---- RECORDS TO PROCESS

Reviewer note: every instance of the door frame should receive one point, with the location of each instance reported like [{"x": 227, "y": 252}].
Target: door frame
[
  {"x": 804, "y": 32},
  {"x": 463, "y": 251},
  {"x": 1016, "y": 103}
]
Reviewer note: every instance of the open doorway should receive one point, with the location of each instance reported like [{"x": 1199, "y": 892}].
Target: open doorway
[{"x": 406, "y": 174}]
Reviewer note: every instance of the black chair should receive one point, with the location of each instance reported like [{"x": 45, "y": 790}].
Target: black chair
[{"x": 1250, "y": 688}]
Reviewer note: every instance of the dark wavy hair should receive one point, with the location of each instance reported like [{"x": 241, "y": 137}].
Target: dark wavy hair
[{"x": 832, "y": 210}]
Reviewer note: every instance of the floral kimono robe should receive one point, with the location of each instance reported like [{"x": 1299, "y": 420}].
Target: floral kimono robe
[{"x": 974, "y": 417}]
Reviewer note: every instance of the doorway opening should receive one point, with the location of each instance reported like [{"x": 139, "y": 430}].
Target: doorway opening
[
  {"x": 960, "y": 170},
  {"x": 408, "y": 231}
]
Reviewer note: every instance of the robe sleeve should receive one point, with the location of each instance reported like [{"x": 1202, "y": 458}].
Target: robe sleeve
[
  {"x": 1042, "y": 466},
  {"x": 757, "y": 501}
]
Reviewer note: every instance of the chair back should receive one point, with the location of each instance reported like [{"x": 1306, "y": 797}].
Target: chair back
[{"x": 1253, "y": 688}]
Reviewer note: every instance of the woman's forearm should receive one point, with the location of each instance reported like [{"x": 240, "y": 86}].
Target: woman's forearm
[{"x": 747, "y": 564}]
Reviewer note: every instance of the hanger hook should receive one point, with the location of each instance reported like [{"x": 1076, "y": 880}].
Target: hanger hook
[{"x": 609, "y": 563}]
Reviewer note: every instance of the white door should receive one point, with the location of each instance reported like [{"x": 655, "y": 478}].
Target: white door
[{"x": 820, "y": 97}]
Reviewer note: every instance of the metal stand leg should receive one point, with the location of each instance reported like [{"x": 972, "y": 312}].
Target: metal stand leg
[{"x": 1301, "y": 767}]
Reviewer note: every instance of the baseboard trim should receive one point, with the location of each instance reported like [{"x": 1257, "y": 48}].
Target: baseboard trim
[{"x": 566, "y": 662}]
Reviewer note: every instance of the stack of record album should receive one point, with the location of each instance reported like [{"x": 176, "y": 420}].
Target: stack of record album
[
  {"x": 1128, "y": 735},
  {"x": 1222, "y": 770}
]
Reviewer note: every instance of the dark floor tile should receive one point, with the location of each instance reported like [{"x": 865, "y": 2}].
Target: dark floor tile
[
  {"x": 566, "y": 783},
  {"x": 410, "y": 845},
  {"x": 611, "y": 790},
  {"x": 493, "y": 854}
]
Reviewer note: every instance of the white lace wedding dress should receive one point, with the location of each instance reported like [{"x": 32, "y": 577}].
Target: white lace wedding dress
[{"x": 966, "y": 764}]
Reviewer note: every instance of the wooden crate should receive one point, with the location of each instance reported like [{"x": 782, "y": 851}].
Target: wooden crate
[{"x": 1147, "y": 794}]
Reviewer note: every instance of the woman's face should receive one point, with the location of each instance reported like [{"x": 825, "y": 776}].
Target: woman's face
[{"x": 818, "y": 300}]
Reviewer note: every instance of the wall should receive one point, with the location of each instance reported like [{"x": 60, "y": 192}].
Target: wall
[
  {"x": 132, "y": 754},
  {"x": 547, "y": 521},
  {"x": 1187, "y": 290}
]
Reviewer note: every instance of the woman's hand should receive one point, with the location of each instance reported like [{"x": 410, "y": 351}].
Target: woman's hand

--------

§ WHAT IS REQUIRED
Among the entries above, copy exactly only the lines starting with the one containing "Target: dark floor tile" and going through the one containing "Reviewer note: every instance of the woman's face", both ends included.

§ EXPECTED OUTPUT
Target: dark floor tile
[
  {"x": 566, "y": 783},
  {"x": 410, "y": 845},
  {"x": 611, "y": 790},
  {"x": 493, "y": 854}
]
Reviewer note: every instance of the white lace wedding dress should receive one point, with the location of each instance reported like [{"x": 32, "y": 577}].
Target: white lace wedding dress
[{"x": 966, "y": 764}]
Reviewer note: every instance of the wooden crate should receive one point, with the location of each instance reported like [{"x": 782, "y": 851}].
Target: wooden crate
[{"x": 1147, "y": 794}]
Reviewer note: every instance of the woman's face should receive one point, with the location of each instance reported like [{"x": 825, "y": 776}].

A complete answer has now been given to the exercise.